* [TEKS BACAAN]
════════════════
KOMPAS.com - Bukan rahasia lagi, bahwa banyak lembaga riset, mulai di tingkat nasional atau pusat penelitian dan pengembangan yang dimiliki hampir semua kementerian menjadi sekadar lembaga pelengkap. Bahkan, kalau boleh dibilang lembaga itu dibiarkan "berdebu" saking jarangnya dimanfaatkan, apalagi dioptimalkan oleh "yang punya".
Tak hanya itu. Muncul persepsi kuat, bahwa siapapun yang ditempatkan di bagian penelitian seakan-akan "dibuang" atau masuk golongan "orang buangan". Istilah penelitian dan pengembangan atau litbang pun kerap diplesetkan menjadi kependekan "sulit berkembang".
Maka, tak perlu heran, jika baru-baru ini sebuah keputusan menteri soal transportasi umum berbasis aplikasi hanya berumur kurang dari 24 jam, sebelum akhirnya dibatalkan akibat tuntutan publik. Tanpa memasukkan faktor lain, yaitu riset, yang konon menjadi pencetus pembatalan tersebut, mestinya tidak ada ribut-ribut dituntut batal oleh publik.
════════════════
* [ISI KUMPULAN DATA]
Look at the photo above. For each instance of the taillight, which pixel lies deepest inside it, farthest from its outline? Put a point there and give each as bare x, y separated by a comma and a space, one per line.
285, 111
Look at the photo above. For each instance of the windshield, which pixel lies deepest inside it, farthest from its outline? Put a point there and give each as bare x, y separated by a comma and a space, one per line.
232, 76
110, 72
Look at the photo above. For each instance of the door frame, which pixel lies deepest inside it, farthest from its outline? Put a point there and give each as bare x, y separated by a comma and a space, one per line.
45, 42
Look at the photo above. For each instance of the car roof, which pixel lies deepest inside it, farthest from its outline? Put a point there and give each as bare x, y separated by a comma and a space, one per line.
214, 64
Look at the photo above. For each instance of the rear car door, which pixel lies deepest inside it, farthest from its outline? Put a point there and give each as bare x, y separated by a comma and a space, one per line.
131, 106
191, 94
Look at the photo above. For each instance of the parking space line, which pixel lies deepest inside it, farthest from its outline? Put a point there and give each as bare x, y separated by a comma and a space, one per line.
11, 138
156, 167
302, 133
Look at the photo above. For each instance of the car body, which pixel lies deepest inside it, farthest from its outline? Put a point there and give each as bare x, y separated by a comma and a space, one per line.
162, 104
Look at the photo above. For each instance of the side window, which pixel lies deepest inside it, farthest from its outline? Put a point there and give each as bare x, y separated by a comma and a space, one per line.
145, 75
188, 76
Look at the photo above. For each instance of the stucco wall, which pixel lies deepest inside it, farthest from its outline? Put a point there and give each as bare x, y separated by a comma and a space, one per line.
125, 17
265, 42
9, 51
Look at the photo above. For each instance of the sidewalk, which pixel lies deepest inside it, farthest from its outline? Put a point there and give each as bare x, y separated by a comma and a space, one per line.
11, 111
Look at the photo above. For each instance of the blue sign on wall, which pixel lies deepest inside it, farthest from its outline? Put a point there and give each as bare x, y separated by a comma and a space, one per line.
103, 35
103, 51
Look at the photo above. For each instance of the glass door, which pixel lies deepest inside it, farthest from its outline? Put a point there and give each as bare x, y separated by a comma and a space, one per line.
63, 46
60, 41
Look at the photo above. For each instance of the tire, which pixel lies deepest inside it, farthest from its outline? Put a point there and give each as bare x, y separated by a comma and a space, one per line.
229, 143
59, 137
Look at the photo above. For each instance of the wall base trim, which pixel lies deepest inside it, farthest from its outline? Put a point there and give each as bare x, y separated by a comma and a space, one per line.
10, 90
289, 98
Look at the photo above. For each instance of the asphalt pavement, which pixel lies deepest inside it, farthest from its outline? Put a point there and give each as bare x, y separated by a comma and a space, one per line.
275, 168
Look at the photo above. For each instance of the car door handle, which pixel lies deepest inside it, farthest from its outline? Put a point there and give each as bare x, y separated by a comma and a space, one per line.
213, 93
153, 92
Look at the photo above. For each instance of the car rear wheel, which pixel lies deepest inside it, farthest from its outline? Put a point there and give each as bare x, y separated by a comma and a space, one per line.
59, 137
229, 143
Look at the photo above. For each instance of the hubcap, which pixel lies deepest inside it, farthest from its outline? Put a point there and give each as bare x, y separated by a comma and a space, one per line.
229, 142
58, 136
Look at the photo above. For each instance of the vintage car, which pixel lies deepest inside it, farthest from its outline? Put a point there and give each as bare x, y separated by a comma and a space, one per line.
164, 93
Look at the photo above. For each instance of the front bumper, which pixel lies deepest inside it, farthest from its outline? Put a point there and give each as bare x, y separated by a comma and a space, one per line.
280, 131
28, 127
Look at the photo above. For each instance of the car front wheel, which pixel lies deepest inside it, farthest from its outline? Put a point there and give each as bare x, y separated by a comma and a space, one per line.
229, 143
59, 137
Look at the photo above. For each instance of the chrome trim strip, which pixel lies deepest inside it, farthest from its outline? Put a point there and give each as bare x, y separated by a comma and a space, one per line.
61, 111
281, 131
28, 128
════════════════
* [SOAL TENTANG BACAAN]
1 > Rangkumlah teks bacaan dalam dua kalimat.
2 > Tentukan apakah setiap pernyataan berikut sesuai dengan teks bacaan. Jawab ya atau tidak, lalu kutip kata-kata dari teks yang menjadi dasar jawaban.
(a) Istilah litbang kerap diplesetkan menjadi kependekan "sulit berkembang".
(b) Keputusan menteri soal transportasi umum berbasis aplikasi berlaku lebih dari seminggu.
(c) Lembaga riset sering dioptimalkan oleh pemiliknya.
3 > Tuliskan kembali dengan tepat bagian teks bacaan di antara kata-kata "Maka, tak perlu" dan "batal oleh publik.", termasuk kedua bagian tersebut.

* [KUNCI JAWABAN]
1 > Banyak lembaga riset, dari tingkat nasional hingga pusat penelitian dan pengembangan di hampir semua kementerian, hanya menjadi lembaga pelengkap yang jarang dimanfaatkan, dan orang yang ditempatkan di bagian penelitian dipersepsikan sebagai "orang buangan". Karena itu, tidak mengherankan bila sebuah keputusan menteri soal transportasi umum berbasis aplikasi hanya berumur kurang dari 24 jam sebelum dibatalkan akibat tuntutan publik.

2 >
(a) Ya: “Istilah penelitian dan pengembangan atau litbang pun kerap diplesetkan menjadi kependekan "sulit berkembang".”
(b) Tidak: “hanya berumur kurang dari 24 jam, sebelum akhirnya dibatalkan akibat tuntutan publik”
(c) Tidak: “saking jarangnya dimanfaatkan, apalagi dioptimalkan oleh "yang punya"”

3 >
Maka, tak perlu heran, jika baru-baru ini sebuah keputusan menteri soal transportasi umum berbasis aplikasi hanya berumur kurang dari 24 jam, sebelum akhirnya dibatalkan akibat tuntutan publik. Tanpa memasukkan faktor lain, yaitu riset, yang konon menjadi pencetus pembatalan tersebut, mestinya tidak ada ribut-ribut dituntut batal oleh publik.